Leave out the pictures and copy everything else in the entries exactly.

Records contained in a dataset

Start

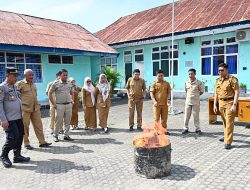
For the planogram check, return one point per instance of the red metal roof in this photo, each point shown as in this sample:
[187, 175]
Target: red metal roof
[18, 29]
[189, 15]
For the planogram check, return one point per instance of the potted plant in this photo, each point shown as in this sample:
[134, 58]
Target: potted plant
[243, 88]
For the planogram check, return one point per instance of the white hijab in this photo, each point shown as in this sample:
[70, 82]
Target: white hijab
[104, 88]
[90, 89]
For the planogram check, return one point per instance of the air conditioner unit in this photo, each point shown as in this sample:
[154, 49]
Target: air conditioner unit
[243, 35]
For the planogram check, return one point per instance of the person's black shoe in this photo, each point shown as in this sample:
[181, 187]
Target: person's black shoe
[45, 145]
[221, 139]
[5, 160]
[198, 132]
[29, 147]
[67, 138]
[184, 132]
[139, 129]
[228, 146]
[55, 138]
[20, 158]
[167, 133]
[106, 130]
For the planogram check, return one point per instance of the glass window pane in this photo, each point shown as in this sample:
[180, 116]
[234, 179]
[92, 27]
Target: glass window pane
[232, 48]
[156, 67]
[2, 59]
[206, 66]
[55, 59]
[218, 41]
[218, 50]
[33, 58]
[165, 67]
[108, 60]
[164, 48]
[206, 51]
[15, 57]
[138, 58]
[156, 49]
[164, 55]
[206, 43]
[128, 59]
[67, 59]
[37, 71]
[127, 53]
[216, 61]
[138, 51]
[114, 60]
[232, 64]
[156, 56]
[2, 72]
[231, 40]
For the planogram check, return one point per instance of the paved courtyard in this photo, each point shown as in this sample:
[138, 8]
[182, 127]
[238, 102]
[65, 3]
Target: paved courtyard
[105, 161]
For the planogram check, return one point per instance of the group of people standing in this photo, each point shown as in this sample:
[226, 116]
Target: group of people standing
[19, 106]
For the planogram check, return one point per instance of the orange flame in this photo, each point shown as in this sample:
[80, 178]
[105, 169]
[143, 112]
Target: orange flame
[152, 137]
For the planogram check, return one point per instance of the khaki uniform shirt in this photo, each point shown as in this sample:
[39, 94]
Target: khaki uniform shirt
[62, 92]
[161, 91]
[86, 98]
[136, 88]
[28, 96]
[225, 90]
[193, 89]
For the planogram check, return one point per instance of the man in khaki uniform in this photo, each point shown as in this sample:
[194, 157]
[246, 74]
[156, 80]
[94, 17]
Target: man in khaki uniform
[52, 109]
[194, 88]
[62, 104]
[226, 94]
[31, 110]
[160, 93]
[136, 89]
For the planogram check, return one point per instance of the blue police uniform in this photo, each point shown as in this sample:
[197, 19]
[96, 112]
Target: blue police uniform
[10, 110]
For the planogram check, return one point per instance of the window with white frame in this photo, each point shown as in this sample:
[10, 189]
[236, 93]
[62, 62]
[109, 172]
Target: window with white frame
[162, 60]
[139, 57]
[21, 61]
[221, 50]
[109, 62]
[60, 59]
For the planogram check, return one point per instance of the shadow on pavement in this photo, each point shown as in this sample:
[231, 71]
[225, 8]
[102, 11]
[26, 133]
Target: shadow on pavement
[51, 166]
[97, 141]
[63, 150]
[180, 173]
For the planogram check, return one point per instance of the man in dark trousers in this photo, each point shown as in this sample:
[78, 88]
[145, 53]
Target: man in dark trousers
[11, 118]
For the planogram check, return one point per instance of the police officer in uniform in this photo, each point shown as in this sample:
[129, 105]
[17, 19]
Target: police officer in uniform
[136, 89]
[11, 118]
[194, 88]
[31, 110]
[160, 93]
[63, 104]
[226, 95]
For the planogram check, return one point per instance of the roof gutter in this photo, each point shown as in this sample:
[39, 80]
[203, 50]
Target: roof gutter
[189, 33]
[49, 50]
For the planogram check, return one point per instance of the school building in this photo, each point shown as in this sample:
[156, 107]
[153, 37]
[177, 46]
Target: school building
[46, 46]
[207, 33]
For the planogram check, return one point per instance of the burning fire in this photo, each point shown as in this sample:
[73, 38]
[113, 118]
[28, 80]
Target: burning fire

End

ANSWER TO THIS EXERCISE
For the planogram check, return one point per instance of the red metal roof in this photo, each point shown as in this sample:
[187, 175]
Target: red metal roof
[18, 29]
[189, 15]
For the planogram check, return one point per instance of the potted plant in this photo, each point shown as in this sample:
[134, 58]
Target: potted plant
[243, 88]
For the planogram check, return one point per instance of the white hijab in this photo, each point shown as in this sample:
[70, 82]
Target: white hijab
[104, 88]
[90, 89]
For the planogram check, return one point per instance of the air conditioner unit in this photo, each point shown as in this sample:
[154, 49]
Target: air conditioner unit
[243, 35]
For the planogram check, return one point per instance of the person's black shoe in this photo, each point shown as in this sample:
[181, 187]
Target: person's black shoe
[45, 145]
[221, 139]
[5, 160]
[198, 132]
[29, 147]
[67, 138]
[184, 132]
[139, 129]
[228, 146]
[55, 138]
[20, 158]
[167, 133]
[106, 130]
For the planogram check, return one point per instance of the glass window pane in this photo, each point shown as in this sample:
[180, 116]
[234, 179]
[92, 27]
Target: glass window pane
[232, 48]
[156, 67]
[2, 59]
[206, 66]
[55, 59]
[218, 41]
[218, 50]
[33, 58]
[165, 67]
[108, 60]
[164, 48]
[206, 51]
[15, 57]
[138, 58]
[156, 49]
[164, 55]
[206, 43]
[128, 59]
[67, 59]
[37, 71]
[127, 53]
[216, 61]
[138, 51]
[114, 60]
[232, 64]
[156, 56]
[2, 72]
[231, 40]
For the planogram check, return one point per instance of the paved courtyard in this photo, each point shown as in this sample:
[138, 8]
[182, 127]
[238, 102]
[65, 3]
Target: paved courtyard
[105, 161]
For the planogram check, return one point per instance of the group of people standing in this photo, each point shown as in this sample:
[226, 116]
Target: group of people standing
[19, 106]
For the planogram check, return one point per instance of the orange flame in this photo, each point shown as in this sample:
[80, 178]
[105, 169]
[143, 112]
Target: orange flame
[152, 137]
For the planogram check, return one point per instance of the khaki uniform shirt in this photo, each point shown as in this sample:
[39, 94]
Target: khaki uniform shirt
[62, 92]
[161, 91]
[86, 98]
[136, 88]
[28, 96]
[225, 90]
[193, 89]
For the planogram check, return one point per instance of the man in khaki uniform in this photo, each point shown as in this sample:
[194, 157]
[246, 74]
[156, 80]
[94, 17]
Target: man in khaki uniform
[52, 109]
[194, 88]
[62, 104]
[226, 94]
[31, 110]
[160, 93]
[136, 89]
For the planogram check, return one point per instance of the blue police uniform in this photo, each point shown as in this sample:
[197, 19]
[96, 112]
Target: blue police uniform
[10, 110]
For the planogram check, return one point per instance of the window with white frame in this photo, each point shown as in this sample:
[10, 189]
[236, 93]
[62, 62]
[109, 172]
Target: window with white frame
[162, 60]
[139, 57]
[21, 61]
[221, 50]
[109, 62]
[60, 59]
For the planogram check, return one point per instance of the shadow on pavement in this photo, each point shown as in this sample:
[231, 71]
[225, 8]
[102, 11]
[26, 133]
Target: shadow on pavement
[51, 166]
[97, 141]
[63, 150]
[180, 173]
For the planogram check, return one point per instance of the man in dark trousers in this photo, each point shown as in this sample:
[78, 88]
[145, 53]
Target: man in dark trousers
[11, 118]
For the planogram check, return one point per instance of the police officer in uniform in this photo, each point shown as in this sample:
[129, 105]
[17, 19]
Target: police officer in uniform
[136, 89]
[11, 118]
[194, 88]
[31, 110]
[160, 93]
[63, 104]
[226, 95]
For the planogram check, return one point per instance of the roof gutter in this photo, each point shown as in this sample:
[39, 80]
[203, 50]
Target: roof gutter
[189, 33]
[49, 50]
For the planogram check, return one point per instance of the school building in this photo, each point shown as in this sample:
[156, 107]
[153, 37]
[177, 46]
Target: school building
[46, 46]
[207, 33]
For the planogram check, return one point per instance of the burning fire in this photo, each point shown as in this sample:
[73, 38]
[113, 118]
[28, 80]
Target: burning fire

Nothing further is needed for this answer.